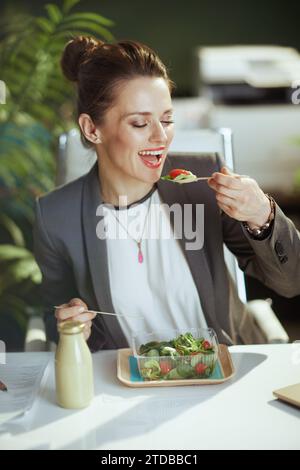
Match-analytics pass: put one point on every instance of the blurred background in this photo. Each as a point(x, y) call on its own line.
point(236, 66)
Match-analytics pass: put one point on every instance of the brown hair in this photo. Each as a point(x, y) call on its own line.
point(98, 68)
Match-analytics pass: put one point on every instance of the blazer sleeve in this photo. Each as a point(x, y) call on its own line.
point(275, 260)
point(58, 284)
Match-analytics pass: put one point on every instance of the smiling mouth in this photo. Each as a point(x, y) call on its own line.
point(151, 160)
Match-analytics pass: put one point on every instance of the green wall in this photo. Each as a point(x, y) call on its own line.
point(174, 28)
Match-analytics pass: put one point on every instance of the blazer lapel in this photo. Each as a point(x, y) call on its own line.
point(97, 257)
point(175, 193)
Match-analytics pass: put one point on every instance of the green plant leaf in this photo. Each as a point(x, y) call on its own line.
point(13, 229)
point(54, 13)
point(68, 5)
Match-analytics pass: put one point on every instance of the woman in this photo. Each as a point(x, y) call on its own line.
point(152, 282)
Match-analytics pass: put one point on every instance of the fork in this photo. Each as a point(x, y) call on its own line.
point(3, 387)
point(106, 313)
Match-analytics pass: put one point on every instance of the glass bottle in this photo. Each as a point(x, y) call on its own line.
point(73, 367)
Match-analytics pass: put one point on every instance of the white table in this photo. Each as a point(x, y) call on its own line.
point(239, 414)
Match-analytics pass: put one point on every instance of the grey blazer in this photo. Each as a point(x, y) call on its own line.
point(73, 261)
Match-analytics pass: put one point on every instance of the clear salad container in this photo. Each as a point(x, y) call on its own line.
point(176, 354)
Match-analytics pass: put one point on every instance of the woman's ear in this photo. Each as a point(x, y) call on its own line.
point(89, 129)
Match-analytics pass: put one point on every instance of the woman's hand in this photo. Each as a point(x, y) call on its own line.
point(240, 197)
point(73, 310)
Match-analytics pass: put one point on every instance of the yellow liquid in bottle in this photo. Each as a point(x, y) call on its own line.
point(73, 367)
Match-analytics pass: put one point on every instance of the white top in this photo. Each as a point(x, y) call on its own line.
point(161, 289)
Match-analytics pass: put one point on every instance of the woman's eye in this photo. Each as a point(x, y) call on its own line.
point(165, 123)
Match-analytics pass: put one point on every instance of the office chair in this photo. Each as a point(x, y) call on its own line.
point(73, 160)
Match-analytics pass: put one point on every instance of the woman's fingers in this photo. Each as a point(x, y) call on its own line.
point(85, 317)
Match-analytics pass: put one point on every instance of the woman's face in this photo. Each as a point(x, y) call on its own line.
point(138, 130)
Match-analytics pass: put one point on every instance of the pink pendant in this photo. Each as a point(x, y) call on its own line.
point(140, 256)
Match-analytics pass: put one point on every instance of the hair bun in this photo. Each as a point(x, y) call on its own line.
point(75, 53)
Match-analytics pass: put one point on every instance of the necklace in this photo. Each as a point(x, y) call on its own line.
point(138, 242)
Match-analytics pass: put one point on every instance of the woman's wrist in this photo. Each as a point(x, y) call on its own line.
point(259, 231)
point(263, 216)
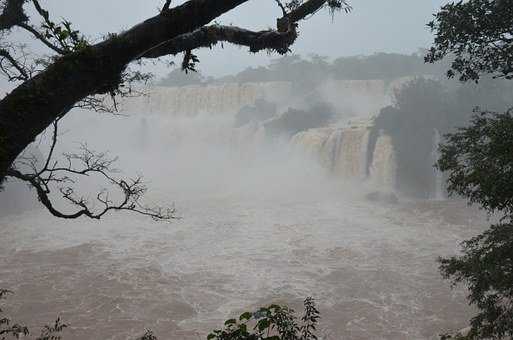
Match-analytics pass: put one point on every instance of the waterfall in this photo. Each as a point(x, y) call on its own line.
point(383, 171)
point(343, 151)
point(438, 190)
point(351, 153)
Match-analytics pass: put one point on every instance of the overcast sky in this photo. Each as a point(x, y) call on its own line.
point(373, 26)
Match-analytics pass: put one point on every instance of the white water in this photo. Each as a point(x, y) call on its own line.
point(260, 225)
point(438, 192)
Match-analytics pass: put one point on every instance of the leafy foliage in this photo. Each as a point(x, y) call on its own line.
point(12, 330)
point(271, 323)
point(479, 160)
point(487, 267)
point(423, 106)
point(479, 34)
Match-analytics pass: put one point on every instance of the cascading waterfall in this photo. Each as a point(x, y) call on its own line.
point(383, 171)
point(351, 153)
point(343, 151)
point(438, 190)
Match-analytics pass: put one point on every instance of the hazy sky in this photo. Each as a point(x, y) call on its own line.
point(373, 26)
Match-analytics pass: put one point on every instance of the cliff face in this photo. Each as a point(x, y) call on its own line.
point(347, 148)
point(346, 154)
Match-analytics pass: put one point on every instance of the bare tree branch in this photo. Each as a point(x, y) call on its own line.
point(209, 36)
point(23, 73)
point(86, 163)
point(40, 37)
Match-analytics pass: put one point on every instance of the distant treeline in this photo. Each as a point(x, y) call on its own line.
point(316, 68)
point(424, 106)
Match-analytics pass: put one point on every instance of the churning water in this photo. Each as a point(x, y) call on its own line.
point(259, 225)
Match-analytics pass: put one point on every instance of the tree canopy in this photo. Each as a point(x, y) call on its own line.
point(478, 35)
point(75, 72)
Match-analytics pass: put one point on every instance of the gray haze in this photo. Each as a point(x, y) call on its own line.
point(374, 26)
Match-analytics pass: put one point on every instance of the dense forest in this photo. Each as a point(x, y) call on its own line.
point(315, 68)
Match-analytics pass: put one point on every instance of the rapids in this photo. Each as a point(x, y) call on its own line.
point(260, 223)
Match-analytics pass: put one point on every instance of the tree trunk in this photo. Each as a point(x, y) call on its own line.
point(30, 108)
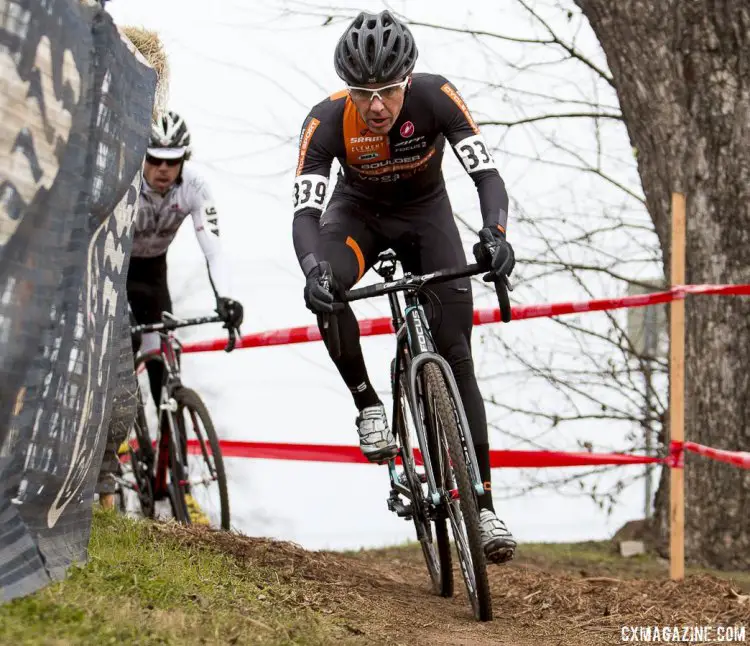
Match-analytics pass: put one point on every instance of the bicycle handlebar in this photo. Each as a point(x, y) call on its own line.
________________________
* _What to do_: Could you rescale the records starting at the line that contains "of the overcast" and ending at the line that contains "point(479, 34)"? Rewrite only those lines, requests included, with each point coordinate in the answers multiplied by 2.4 and rounded to a whole number, halves rounding up.

* _Reply_:
Match-analytics pass: put one point on every instance of the overcast sky in this photo. Each as a point(x, y) call on its own line.
point(895, 62)
Match-analytics pass: put one point on every instance of the white water in this photo. Each as a point(x, y) call on its own line.
point(624, 540)
point(1051, 461)
Match-analytics pass: put one point on every instance of the leafy foliage in this photo. Each as a point(x, y) call on its own line.
point(29, 792)
point(650, 775)
point(1150, 384)
point(1169, 641)
point(1015, 254)
point(1150, 82)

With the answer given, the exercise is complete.